- **Exercise aim**:
Copy exactly, beginning with the line holding "box: [0, 2, 41, 19]" and ending with the final line of the data beneath this task; copy nothing else, and leave out every picture.
· · · · ·
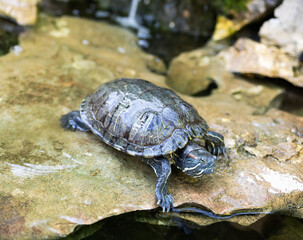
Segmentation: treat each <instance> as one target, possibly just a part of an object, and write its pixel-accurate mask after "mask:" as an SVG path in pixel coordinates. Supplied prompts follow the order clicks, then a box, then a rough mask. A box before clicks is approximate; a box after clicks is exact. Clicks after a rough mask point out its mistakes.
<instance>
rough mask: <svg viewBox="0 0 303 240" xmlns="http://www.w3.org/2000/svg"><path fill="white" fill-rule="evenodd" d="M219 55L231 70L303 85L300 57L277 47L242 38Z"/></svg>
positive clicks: (237, 71)
mask: <svg viewBox="0 0 303 240" xmlns="http://www.w3.org/2000/svg"><path fill="white" fill-rule="evenodd" d="M219 56H220V57H222V58H223V59H224V61H225V66H226V69H227V70H229V71H231V72H238V73H242V74H249V73H253V74H258V75H261V76H266V77H271V78H283V79H285V80H287V81H289V82H290V83H292V84H293V85H295V86H298V87H303V69H302V64H301V63H300V62H299V59H298V58H296V57H292V56H290V55H289V54H287V53H285V52H284V51H283V50H281V49H279V48H277V47H274V46H267V45H264V44H262V43H258V42H255V41H252V40H250V39H246V38H240V39H238V40H237V42H236V43H235V45H234V46H232V47H230V48H229V49H227V50H224V51H222V52H220V54H219Z"/></svg>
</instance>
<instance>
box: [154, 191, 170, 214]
mask: <svg viewBox="0 0 303 240" xmlns="http://www.w3.org/2000/svg"><path fill="white" fill-rule="evenodd" d="M173 202H174V198H173V196H172V195H171V194H166V195H162V196H161V198H160V199H158V202H157V204H160V206H161V207H162V210H163V212H165V211H166V212H169V210H170V209H171V208H172V207H173Z"/></svg>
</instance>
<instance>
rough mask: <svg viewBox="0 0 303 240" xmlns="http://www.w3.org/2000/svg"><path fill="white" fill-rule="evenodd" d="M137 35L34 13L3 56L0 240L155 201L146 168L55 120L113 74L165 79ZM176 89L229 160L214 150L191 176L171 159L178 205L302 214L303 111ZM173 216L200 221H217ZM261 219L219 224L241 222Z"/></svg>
mask: <svg viewBox="0 0 303 240" xmlns="http://www.w3.org/2000/svg"><path fill="white" fill-rule="evenodd" d="M42 23H43V24H42ZM83 26H85V27H83ZM54 31H58V32H64V34H53V32H54ZM134 42H136V38H135V37H134V35H133V34H131V33H130V32H128V31H126V30H123V29H121V28H118V27H115V26H111V25H108V24H104V23H100V22H94V21H88V20H83V19H79V18H69V17H63V18H47V17H42V19H41V25H40V26H39V27H38V28H37V29H36V30H35V31H28V32H27V33H25V34H24V35H22V37H21V39H20V46H19V47H20V49H22V50H21V51H19V52H18V54H17V53H16V52H14V51H11V52H10V53H9V54H7V55H5V56H3V57H1V58H0V72H1V79H0V83H1V88H0V107H1V124H0V159H1V161H0V206H1V207H0V238H1V239H44V238H49V239H55V238H59V237H64V236H66V235H67V234H69V233H71V232H72V231H73V230H74V229H75V227H77V226H79V225H84V224H92V223H95V222H97V221H99V220H102V219H105V218H108V217H111V216H115V215H118V214H122V213H126V212H131V211H138V210H149V209H153V208H156V207H157V204H156V201H155V196H154V185H155V180H156V176H155V174H154V172H153V171H152V169H151V168H150V167H149V166H147V165H146V164H144V163H142V162H141V161H140V160H139V159H136V158H133V157H131V156H127V155H125V154H122V153H120V152H117V151H115V150H113V149H112V148H110V147H108V146H107V145H105V144H104V143H102V142H100V141H99V139H98V138H97V137H95V136H94V135H93V134H91V133H87V132H69V131H65V130H63V129H62V128H61V127H60V124H59V119H60V117H61V116H62V115H63V114H65V113H67V112H69V111H71V110H74V109H78V108H79V106H80V103H81V100H82V99H83V97H85V96H86V95H87V94H89V93H91V92H92V91H93V90H94V89H95V88H96V87H97V86H98V85H100V84H102V83H104V82H106V81H110V80H112V79H113V78H117V77H122V76H124V77H138V78H144V79H148V80H150V81H152V82H153V83H155V84H158V85H161V86H166V84H165V83H164V77H163V76H160V75H157V74H155V73H153V72H150V71H149V68H150V64H151V61H150V57H149V56H148V55H146V54H145V53H144V52H142V50H141V49H140V48H139V47H138V46H137V45H136V44H134ZM262 90H263V89H261V88H260V87H258V88H256V89H252V90H250V91H248V92H249V94H260V92H262ZM183 97H184V99H185V100H186V101H188V102H189V103H191V104H193V105H194V106H195V107H196V108H197V110H198V111H199V113H200V114H201V115H202V116H204V117H205V119H206V120H207V122H208V123H209V125H210V128H211V129H212V130H214V131H218V132H220V133H222V134H223V135H224V136H225V142H226V147H227V149H228V155H229V160H225V159H223V158H222V157H220V158H218V162H217V166H216V169H215V172H214V173H213V174H211V175H208V176H205V177H204V178H202V179H201V180H195V181H193V179H190V178H186V177H185V176H184V175H183V173H181V172H180V171H178V170H177V169H175V168H174V169H173V174H172V176H171V181H170V184H169V189H168V191H169V192H170V193H171V194H173V196H174V197H175V206H176V207H177V206H180V205H182V206H183V207H184V206H189V207H191V209H192V210H193V211H197V212H200V211H201V209H207V211H209V212H211V213H212V214H217V215H230V214H233V213H239V212H252V211H255V209H258V211H261V212H270V211H276V210H281V209H282V210H283V211H284V212H285V211H288V214H290V215H295V216H297V217H301V218H302V217H303V215H302V212H303V211H301V209H302V208H303V202H302V199H303V198H302V192H303V173H302V171H301V169H302V167H303V160H302V157H301V156H302V154H303V149H302V141H303V138H302V136H303V119H302V117H297V116H293V115H290V114H288V113H285V112H282V111H279V110H275V109H273V110H270V111H269V112H268V113H266V115H259V116H254V115H252V114H253V113H254V111H255V108H254V107H253V106H250V105H248V104H246V103H245V102H244V101H237V100H235V99H234V98H233V96H232V95H230V94H227V93H225V92H220V91H217V92H215V93H214V94H212V95H211V96H209V97H205V98H199V97H196V98H193V97H189V96H183ZM266 146H269V147H270V148H271V149H265V147H266ZM278 146H281V148H278ZM247 147H250V148H251V149H253V150H251V152H249V150H250V149H249V148H247ZM262 148H264V149H265V150H263V149H262ZM255 149H256V150H255ZM258 151H259V152H261V154H260V155H259V156H257V155H256V154H255V153H257V152H258ZM262 151H263V152H262ZM268 153H269V154H268ZM182 209H183V208H182V207H180V208H179V210H180V211H183V210H184V209H183V210H182ZM170 214H175V212H173V213H170ZM185 215H186V216H185ZM182 216H184V218H185V219H188V220H189V221H191V219H192V221H194V222H197V223H198V224H199V225H203V224H204V225H205V224H211V223H213V222H214V221H218V220H217V219H215V220H212V219H211V218H209V219H208V221H205V218H203V217H202V216H201V217H199V216H200V215H199V214H191V213H189V214H184V215H182ZM258 216H259V215H258ZM258 216H257V217H256V216H251V217H250V216H245V219H242V220H241V219H239V218H237V217H236V216H235V218H230V219H228V221H236V222H240V223H243V224H249V223H252V222H254V221H255V220H256V219H257V218H258ZM224 220H225V221H226V219H224Z"/></svg>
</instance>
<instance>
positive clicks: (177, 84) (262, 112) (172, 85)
mask: <svg viewBox="0 0 303 240" xmlns="http://www.w3.org/2000/svg"><path fill="white" fill-rule="evenodd" d="M225 46H226V43H224V42H213V41H211V42H209V43H208V44H207V45H206V46H205V47H203V48H201V49H197V50H193V51H190V52H185V53H182V54H180V55H179V56H178V57H176V58H174V59H173V61H172V62H171V64H170V66H169V69H168V72H167V84H168V85H169V86H170V87H172V88H173V89H175V90H176V91H178V92H180V93H183V94H188V95H194V94H197V93H199V92H201V91H205V90H206V89H207V88H208V86H209V84H210V83H212V82H215V83H216V84H217V86H218V91H220V92H224V93H226V94H229V95H231V96H232V97H233V98H234V99H235V100H237V101H243V102H246V103H247V104H249V105H251V106H253V107H255V108H256V110H255V113H257V114H261V113H264V112H266V111H267V110H268V109H269V108H272V107H277V108H278V107H279V106H280V104H281V100H282V96H283V89H282V88H280V87H277V86H274V85H272V84H267V83H260V82H257V81H254V80H250V81H247V80H245V79H243V78H242V77H241V76H234V75H233V74H231V73H228V72H226V71H225V70H224V68H225V66H224V63H223V62H222V61H221V59H220V58H219V57H218V56H217V55H216V54H217V53H218V52H220V50H222V49H224V48H225Z"/></svg>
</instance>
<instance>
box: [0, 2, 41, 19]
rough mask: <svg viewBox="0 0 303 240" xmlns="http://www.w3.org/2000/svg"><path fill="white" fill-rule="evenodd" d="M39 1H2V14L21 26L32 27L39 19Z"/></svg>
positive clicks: (0, 5) (1, 9) (0, 11)
mask: <svg viewBox="0 0 303 240" xmlns="http://www.w3.org/2000/svg"><path fill="white" fill-rule="evenodd" d="M38 2H39V0H14V1H8V0H0V13H1V14H3V15H5V16H8V17H10V18H13V19H15V20H16V21H17V22H18V23H19V24H21V25H32V24H34V23H35V22H36V19H37V6H36V5H37V3H38Z"/></svg>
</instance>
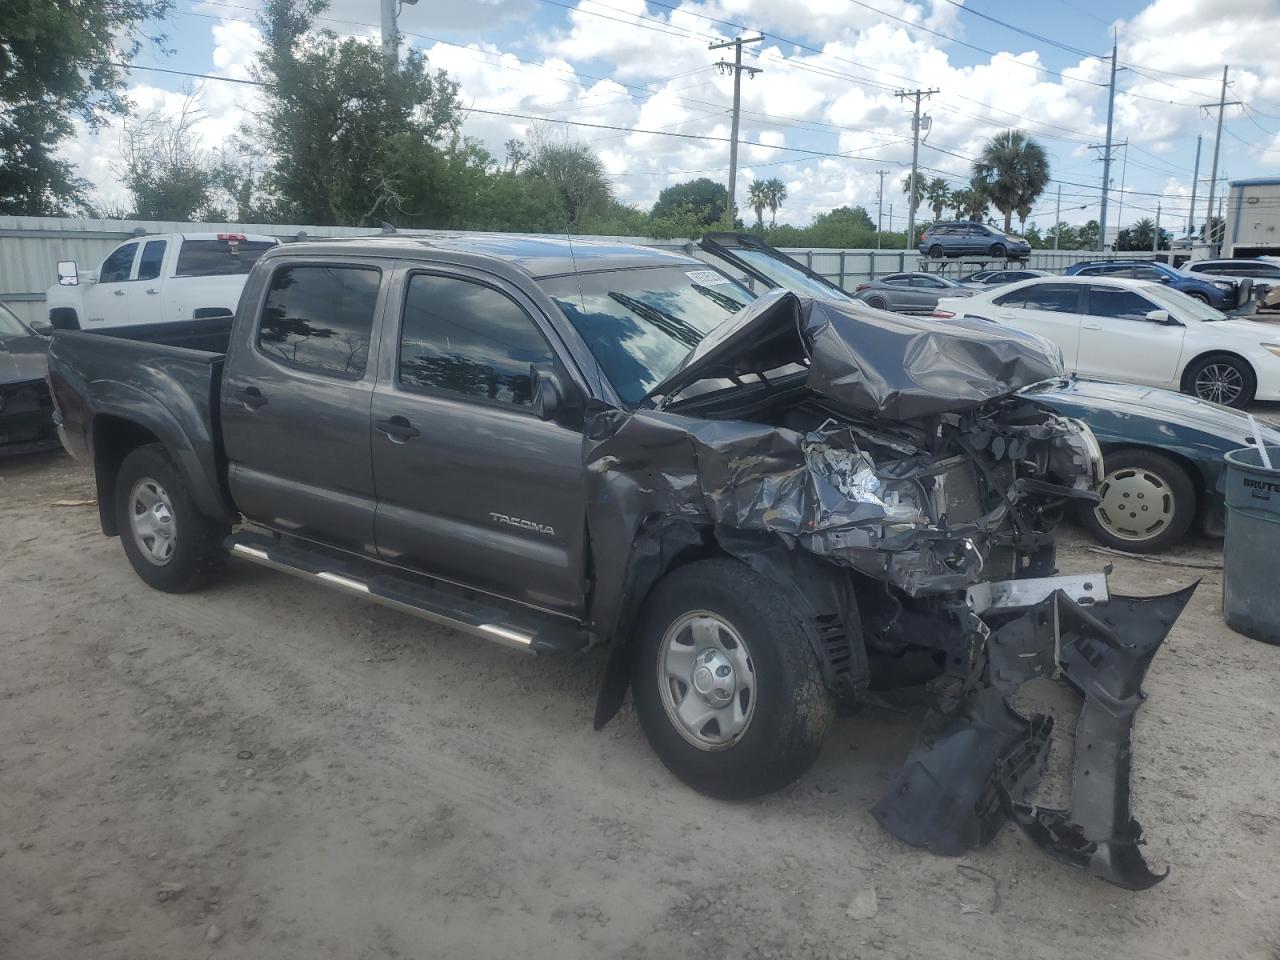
· · · · ·
- **Response to this exercise**:
box: [0, 2, 41, 19]
rough mask: <svg viewBox="0 0 303 240" xmlns="http://www.w3.org/2000/svg"><path fill="white" fill-rule="evenodd" d="M39 1H2V14L21 26L32 27L39 19Z"/></svg>
positive clicks: (0, 5) (1, 9) (0, 11)
mask: <svg viewBox="0 0 303 240" xmlns="http://www.w3.org/2000/svg"><path fill="white" fill-rule="evenodd" d="M38 2H39V0H14V1H8V0H0V13H1V14H3V15H5V16H8V17H10V18H13V19H15V20H16V21H17V22H18V23H19V24H21V25H32V24H34V23H35V22H36V19H37V6H36V5H37V3H38Z"/></svg>
</instance>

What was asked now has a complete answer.